# [What is asked]
- A) Answer these questions using the forum thread on ISO research, with each answer marked the same way:
(i) At which ISOs was the result very close to 1 full stop improvement over Canon gain?
(ii) According to the quote from a1ex, the analysis is being done only for which format?
(iii) What did a company use to examine the sensor of the 5D MK III?
- B) Carry the forum thread on ISO research forward from its last post.

# [Excerpted text]

--- Start ---

Updated research tools to the latest codebase (unified) and added them to a branch on the main repository.

https://bitbucket.org/hudson/magic-lantern/pull-request/412/iso-research-tools

Audionut

Looks like the column gain registers need to be adjusted for each ISO when tweaking ADTG2 and ADTG4[0x8, 9, A, B].

Here is with the column gain registers at 0x32?




Very close to 1 full stop improvement over Canon gain at ISOs 200, 400, 800  :D


And here with the column gain registers adjusted to bring the WL back to sweet spot.




Still have lots of observing to conduct, but so far I cannot raise ISO 100 any further.

Thanks for the menu tweaks.

ItsMeLenny

Quote from: a1ex on February 22, 2014, 01:03:52 PM
We are doing the analysis only for RAW.

If you are interested in JPEG, you may be lucky, since the JPEG is created from RAW. But you'll have to do your own analysis ;)

If you can find a digital gain that affects JPEG but does not get burned in the CR2 file, it may be interesting.

Ah.

I didn't mean a separate thing, I mean the same thing that gets applied to Raw then renders the jpeg and video in camera, to get rid of the tstop at f/1.8.

naturalsound

Hi again,

I am sorry if I am again posting something stupid, but Lenny reminded me of some fact I did read about the 5D III sensor.
There was a company that used an electron microscope to examine the sensor of Canons 5D MK III.
They revealed transistors that could be used for electronic pixel binning of three adjacent image pixels. The furthermore assumed this could be used in video mode to reduce aliasing. Unfortunately I could not find a proof of this speculation. Even worse is the fact that this paper was only accessible for some hours or days. I can not find it any more.

Why do I post it here?
Wouldn't binning of three pixels improve the resulting full well capacity by a factor of three? That COULD significantly improve DR in video mode.
On the other hand it would also increase the shot noise compared to one single channel. So if three binned pixels are read with the same settings (Gain & ADC) as one single this would result in WORSE DR compared to photo mode. (Which is what you seemed to see in the beginning?) If one could now somehow adjust the settings to respect the greater full well capacity it could finally increase the video DR, wouldn't it?

--- End ---

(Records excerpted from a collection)

--- Start ---

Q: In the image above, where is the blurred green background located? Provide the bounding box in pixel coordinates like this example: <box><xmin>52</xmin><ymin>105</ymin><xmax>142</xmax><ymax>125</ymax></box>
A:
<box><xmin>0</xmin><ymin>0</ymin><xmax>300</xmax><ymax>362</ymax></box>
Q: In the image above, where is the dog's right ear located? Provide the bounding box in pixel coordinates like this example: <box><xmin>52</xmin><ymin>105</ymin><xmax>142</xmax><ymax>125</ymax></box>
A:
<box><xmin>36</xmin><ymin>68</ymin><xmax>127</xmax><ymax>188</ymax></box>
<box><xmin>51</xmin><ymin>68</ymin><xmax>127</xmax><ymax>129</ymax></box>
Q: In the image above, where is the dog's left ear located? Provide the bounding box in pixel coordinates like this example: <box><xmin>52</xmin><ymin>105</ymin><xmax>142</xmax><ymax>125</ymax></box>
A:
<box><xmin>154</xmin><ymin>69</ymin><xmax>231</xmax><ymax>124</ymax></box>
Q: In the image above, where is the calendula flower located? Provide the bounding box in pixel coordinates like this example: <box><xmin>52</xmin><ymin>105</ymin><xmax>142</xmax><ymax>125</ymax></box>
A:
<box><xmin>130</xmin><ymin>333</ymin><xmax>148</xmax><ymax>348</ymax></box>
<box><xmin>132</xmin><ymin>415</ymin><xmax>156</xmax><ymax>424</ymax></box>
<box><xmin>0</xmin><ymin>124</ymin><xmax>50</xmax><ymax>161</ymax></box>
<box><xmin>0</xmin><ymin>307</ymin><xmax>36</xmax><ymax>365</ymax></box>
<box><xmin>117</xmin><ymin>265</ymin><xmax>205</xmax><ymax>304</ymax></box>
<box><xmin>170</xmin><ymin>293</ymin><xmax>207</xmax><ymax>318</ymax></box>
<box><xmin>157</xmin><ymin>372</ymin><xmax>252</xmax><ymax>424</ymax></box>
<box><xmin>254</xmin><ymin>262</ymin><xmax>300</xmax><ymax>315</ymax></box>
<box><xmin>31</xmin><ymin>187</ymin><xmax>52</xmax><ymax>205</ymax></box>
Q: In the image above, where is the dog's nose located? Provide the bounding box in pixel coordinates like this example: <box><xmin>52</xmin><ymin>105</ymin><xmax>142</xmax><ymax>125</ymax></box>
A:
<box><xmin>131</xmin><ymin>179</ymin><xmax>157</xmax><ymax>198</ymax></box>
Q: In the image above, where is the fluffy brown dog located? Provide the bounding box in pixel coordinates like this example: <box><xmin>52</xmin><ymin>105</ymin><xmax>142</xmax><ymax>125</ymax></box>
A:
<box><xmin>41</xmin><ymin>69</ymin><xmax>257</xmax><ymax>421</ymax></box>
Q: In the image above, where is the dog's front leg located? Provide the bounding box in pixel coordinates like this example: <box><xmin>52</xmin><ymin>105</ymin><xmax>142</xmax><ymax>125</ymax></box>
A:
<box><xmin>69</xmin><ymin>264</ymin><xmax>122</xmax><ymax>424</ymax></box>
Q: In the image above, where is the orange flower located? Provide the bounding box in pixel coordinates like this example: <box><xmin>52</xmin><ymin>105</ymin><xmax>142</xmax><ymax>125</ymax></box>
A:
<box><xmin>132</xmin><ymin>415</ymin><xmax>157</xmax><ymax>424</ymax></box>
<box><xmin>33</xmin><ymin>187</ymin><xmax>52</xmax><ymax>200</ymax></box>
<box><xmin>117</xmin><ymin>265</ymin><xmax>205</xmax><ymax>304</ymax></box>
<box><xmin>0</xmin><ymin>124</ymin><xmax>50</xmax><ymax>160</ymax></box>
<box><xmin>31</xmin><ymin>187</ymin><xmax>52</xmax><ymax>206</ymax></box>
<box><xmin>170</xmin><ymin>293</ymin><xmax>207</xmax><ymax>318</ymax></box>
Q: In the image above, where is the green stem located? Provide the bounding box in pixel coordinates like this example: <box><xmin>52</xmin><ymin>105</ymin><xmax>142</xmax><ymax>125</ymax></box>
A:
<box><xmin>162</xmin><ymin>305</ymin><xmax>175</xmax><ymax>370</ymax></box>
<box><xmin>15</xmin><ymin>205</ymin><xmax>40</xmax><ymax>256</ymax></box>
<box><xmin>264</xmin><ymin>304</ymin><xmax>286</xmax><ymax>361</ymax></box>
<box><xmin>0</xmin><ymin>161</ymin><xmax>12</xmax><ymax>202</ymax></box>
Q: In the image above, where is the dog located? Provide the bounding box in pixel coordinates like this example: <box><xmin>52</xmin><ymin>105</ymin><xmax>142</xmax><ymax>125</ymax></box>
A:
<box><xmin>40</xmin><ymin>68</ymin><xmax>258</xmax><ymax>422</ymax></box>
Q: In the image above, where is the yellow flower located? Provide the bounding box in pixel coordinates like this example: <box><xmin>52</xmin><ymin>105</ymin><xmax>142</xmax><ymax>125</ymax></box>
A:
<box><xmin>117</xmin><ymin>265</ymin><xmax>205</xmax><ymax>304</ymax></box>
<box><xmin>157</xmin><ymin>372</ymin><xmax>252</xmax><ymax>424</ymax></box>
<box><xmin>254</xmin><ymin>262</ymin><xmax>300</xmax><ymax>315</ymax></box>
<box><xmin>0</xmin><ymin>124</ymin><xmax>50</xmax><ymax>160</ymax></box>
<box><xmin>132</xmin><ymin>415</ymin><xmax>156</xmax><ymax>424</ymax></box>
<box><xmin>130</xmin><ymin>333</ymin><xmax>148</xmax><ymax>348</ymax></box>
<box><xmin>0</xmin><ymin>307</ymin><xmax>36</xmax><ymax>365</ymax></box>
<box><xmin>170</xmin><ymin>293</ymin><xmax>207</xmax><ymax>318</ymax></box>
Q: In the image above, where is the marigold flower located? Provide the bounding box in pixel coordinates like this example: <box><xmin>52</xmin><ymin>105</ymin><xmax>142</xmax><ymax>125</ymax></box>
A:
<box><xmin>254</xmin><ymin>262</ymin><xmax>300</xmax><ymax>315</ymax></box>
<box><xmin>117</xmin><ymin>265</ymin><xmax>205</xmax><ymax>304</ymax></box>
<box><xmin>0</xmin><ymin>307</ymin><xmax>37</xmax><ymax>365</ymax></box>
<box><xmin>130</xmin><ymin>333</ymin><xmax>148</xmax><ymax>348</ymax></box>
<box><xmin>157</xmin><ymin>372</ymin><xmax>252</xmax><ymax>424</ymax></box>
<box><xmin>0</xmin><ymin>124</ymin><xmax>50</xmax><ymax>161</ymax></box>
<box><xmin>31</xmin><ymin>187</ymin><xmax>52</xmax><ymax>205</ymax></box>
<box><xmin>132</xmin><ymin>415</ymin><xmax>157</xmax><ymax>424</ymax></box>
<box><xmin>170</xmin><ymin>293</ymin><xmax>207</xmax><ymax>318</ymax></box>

--- End ---

# [Responses per task]
- A)
(i) ISOs 200, 400, and 800.
(ii) RAW.
(iii) An electron microscope.

- B)
Again: I assume that somebody has already investigated / tested this and did not publish his results because it did not work or the information about those transistors is wrong. But since there is a tiny chance that this has not yet been tested I thought I should give it a try.


a1ex

We didn't get this far (we focused mostly on photo mode), but the question does make sense.

stevefal

Is the FPN filter mentioned earlier something that would run in-camera, or post? If in-camera, is it possible that it could be used in video mode, even if the ISO tweaks couldn't?

Making that deep shadow noise prettier would be big plus for video, especially given that the bands crawl, in my experience.
Steve Falcon

a1ex

It's Canon's auto-calibration algorithm (you are already using it).

stevefal

Maybe I've described it wrong. I'm talking about these mentions:

Quote from: a1ex on January 17, 2014, 03:13:51 AM
On my test shot with Greg's car, it didn't remove the pattern noise and actually interpreted it as detail.

I have found a math model for this pattern noise though, and I hope to have a clean fix for it in the near future.

Quote from: a1ex on January 17, 2014, 04:41:23 AM
The banding pattern accounts for only a small part of these histogram distortions.

Proof:

ISO 100 dark frame (5D3), original and corrected


Histograms of horizontal and vertical banding correction (per-line and per-column)


Image histogram before and after correction:


How I've estimated the correction:

# estimate horizontal and vertical banding
fh = mean(im'); fh = fh - mean(fh);
fv = mean(im);  fv = fv - mean(fv);

# banding histograms
hist(fh, -3:0.1:3)
print -dpng -r60 hband.png
hist(fv, -3:0.1:3)
print -dpng -r60 vband.png

# compute the flat field
[m,n] = size(im);
ffh = fh(1:m)' * ones(1,n);
ffv = ones(m,1) * fv(1:n);
ff = ffh + ffv;

# image histogram before and after correction
hist(im(:), 2048 + (-50:50))
print -dpng -r60 hist0.png
hist(im(:) - ff(:), 2048 + (-50:50))
print -dpng -r60 hist1.png


I took that as an idea for new software to de-pattern shadow noise.
Steve Falcon

a1ex

Ah, you should have linked it from the beginning. I thought it's about today's findings.

It can run in camera, but expect around 10 seconds (maybe more) for one picture.

Audionut

An old personal goal of mine was 11.5  :)




http://lifeinmegapixels.com/blog/2012/01/pixel-binning-does-it-work/

QuoteSo while you can do pixel binning in post if you want, it doesn't particularly gain much. So is it still worth doing? Yes, when done during capture.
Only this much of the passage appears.